→ EXTRAIT:
Dès l'ouverture de l'audience mardi, constatant la nouvelle absence de l'accusé, malade depuis lundi, le magistrat avait évoqué une interruption de ce procès hors norme pour plusieurs jours.

«Ça n'aurait aucun sens de continuer hors sa présence, parce qu'un procès criminel ne se tient pas hors la présence d'un accusé», a confirmé Me Zavarro.

Une position partagée par les parties civiles. «Madame Pelicot, comme ses enfants, ne souhaitent pas déposer hors sa présence», avait déclaré plus tôt mardi matin un de leurs avocats, Me Stéphane Babonneau, avant l'officialisation de cette hospitalisation. «Il y a une absolue nécessité que Monsieur Pelicot soit pris en charge médicalement et qu'il puisse assister aux débats», avait-il ajouté.

Lundi matin, Dominique Pelicot, 71 ans, était apparu très diminué en pénétrant dans son box, aidé de sa canne mais en s'appuyant aussi contre la vitre. Son avocate avait indiqué qu'il souffrait de douleurs intestinales.

Ces douleurs «pour lesquelles il n'a pas forcément reçu de soins sur les 48 heures du week-end» auraient débuté vendredi, a précisé Me Zavarro mardi, assurant que ce n'était pas une manoeuvre de la part de son client.

«J'ai entendu ce matin dans la salle d'audience des choses laissant entendre que manifestement son absence serait à dessein. Pas du tout ! Pour qu'on soit très clair, M. Pelicot ne s'est pas dérobé. M. Pelicot ne se dérobera pas. M. Pelicot sera là, il répondra à toutes les questions», a-t-elle insisté.

«Basse besogne»

Selon elle, aucun risque ne plane sur le procès: «l'amplitude d'agenda de quatre mois a été suffisamment large, j'espère, pour pouvoir caler un rattrapage éventuel des séquences qui n'auront pas eu lieu».

Accusé d'avoir drogué, violé et fait violer son épouse par des dizaines d'hommes recrutés sur internet, de juillet 2011 à octobre 2020, principalement à leur domicile de Mazan (sud du pays).  Dominique Pelicot n'a donc pas entendu mardi matin la déposition de Stéphan Gal, le second directeur d'enquête de ce dossier tentaculaire pour lequel il est jugé aux côtés de 50 autres hommes, âgés de 26 à 74 ans.

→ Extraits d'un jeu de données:
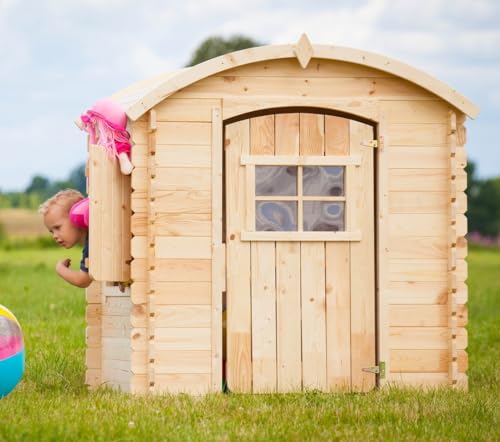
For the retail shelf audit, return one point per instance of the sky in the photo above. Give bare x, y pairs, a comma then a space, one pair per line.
57, 57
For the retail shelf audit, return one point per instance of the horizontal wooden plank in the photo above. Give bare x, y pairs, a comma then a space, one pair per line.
418, 270
419, 224
93, 293
234, 106
302, 236
421, 338
172, 155
174, 224
421, 315
423, 292
139, 362
288, 67
139, 384
93, 336
462, 247
117, 306
173, 270
93, 377
183, 247
93, 314
422, 380
172, 178
167, 293
432, 157
139, 339
175, 133
139, 155
461, 225
415, 111
182, 361
187, 155
174, 201
422, 361
138, 317
418, 247
182, 338
190, 383
226, 86
173, 247
116, 326
461, 157
183, 315
414, 134
173, 109
119, 349
93, 356
419, 202
418, 180
461, 180
309, 160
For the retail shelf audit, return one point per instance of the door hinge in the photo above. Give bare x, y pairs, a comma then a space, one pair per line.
377, 369
371, 143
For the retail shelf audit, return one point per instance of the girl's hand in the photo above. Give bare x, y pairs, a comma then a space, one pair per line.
65, 263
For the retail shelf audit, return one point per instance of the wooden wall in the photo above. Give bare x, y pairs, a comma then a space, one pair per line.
172, 245
421, 243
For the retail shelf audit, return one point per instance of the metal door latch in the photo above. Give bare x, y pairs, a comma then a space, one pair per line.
371, 143
377, 369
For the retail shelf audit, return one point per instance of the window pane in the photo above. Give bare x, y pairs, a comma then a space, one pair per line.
323, 216
276, 180
323, 180
275, 216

→ CONSIGNES:
**A.** Recopiez le passage de l'article sur le procès Pelicot qui commence par « Lundi matin, Dominique » et se poursuit jusqu'à « de douleurs intestinales. ».
**B.** Relevez toutes les personnes désignées par leur nom dans l'article sur le procès Pelicot.
**C.** Donnez la suite de l'article sur le procès Pelicot.

→ CORRIGÉS:
**A.**
Lundi matin, Dominique Pelicot, 71 ans, était apparu très diminué en pénétrant dans son box, aidé de sa canne mais en s'appuyant aussi contre la vitre. Son avocate avait indiqué qu'il souffrait de douleurs intestinales.

**B.** Dominique Pelicot ; Madame Pelicot ; Me Zavarro ; Me Stéphane Babonneau ; Stéphan Gal

**C.**
Une déposition au cours de laquelle l'enquêteur a confirmé les dires d'un collègue auditionné la semaine dernière: à la vue des milliers de photos et vidéos des faits méticuleusement enregistrées et classifiées par son désormais ex-mari, aucun des agresseurs «ne pouvait ignorer que Gisèle Pelicot était inconsciente».

«Certains sont revenus à plusieurs reprises d'ailleurs, et tous ne pouvaient pas ne pas être conscients qu'elle était dans un état d'inconscience profond, pour venir effectuer leur basse besogne», a-t-il estimé.

Evoquant l'interrogatoire d'un des accusés, Mathieu D., alias «Gaston», 62 ans, lors de l'enquête, le policier a expliqué que celui-ci «savait que Dominique Pelicot allait endormir sa femme»: «Mais il pensait que ça faisait partie d'un +jeu sexuel+. Il dit que cela lui avait été présenté +comme un scénario et qu'il avait foncé, naïvement, tête baissée+».

C'est la question principale de ce procès, où 35 des 51 accusés reconnaissent les actes sexuels mais contestent l'intention de violer, prétendant avoir été «manipulés» par M. Pelicot.

Plusieurs experts entendus lundi avaient évoqué le penchant du principal accusé «à considérer l'autre comme un objet qu'on peut manipuler».

Ce procès hors norme suscite toujours un intérêt énorme, comme en témoigne le nombre croissant de journalistes du monde entier présents à Avignon, mais aussi le public qui se masse désormais quotidiennement pour assister aux retransmissions des audiences dans une salle annexe.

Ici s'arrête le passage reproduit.